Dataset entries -
▼▼▼

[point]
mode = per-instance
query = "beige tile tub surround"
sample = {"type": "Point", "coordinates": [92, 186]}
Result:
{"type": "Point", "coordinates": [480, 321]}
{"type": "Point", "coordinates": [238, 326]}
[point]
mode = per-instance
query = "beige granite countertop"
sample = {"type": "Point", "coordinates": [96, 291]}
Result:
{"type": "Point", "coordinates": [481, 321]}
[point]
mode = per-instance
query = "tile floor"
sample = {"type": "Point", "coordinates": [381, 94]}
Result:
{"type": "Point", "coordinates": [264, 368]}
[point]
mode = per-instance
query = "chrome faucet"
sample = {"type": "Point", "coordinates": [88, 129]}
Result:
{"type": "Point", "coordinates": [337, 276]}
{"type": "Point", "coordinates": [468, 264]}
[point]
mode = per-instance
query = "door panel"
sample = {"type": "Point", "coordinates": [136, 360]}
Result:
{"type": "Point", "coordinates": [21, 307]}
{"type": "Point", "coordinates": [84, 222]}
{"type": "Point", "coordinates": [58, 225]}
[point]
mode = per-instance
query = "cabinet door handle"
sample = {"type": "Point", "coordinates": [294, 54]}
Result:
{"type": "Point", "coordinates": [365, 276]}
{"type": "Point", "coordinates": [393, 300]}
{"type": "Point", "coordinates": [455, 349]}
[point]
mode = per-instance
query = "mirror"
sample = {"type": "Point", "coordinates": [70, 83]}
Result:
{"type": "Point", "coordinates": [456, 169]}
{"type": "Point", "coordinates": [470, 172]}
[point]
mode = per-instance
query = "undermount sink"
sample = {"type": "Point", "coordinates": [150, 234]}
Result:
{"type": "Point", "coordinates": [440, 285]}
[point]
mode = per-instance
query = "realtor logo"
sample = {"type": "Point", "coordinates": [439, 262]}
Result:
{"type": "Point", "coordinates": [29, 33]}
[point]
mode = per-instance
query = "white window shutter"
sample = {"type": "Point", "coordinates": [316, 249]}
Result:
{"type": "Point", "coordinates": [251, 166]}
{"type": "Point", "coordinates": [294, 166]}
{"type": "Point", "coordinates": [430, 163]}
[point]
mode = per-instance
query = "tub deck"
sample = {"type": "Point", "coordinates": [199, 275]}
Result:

▲▲▲

Activity -
Filter the data, keeping only the lines that contain "tile".

Reply to the exercise -
query = "beige tile tub surround"
query = "tile floor"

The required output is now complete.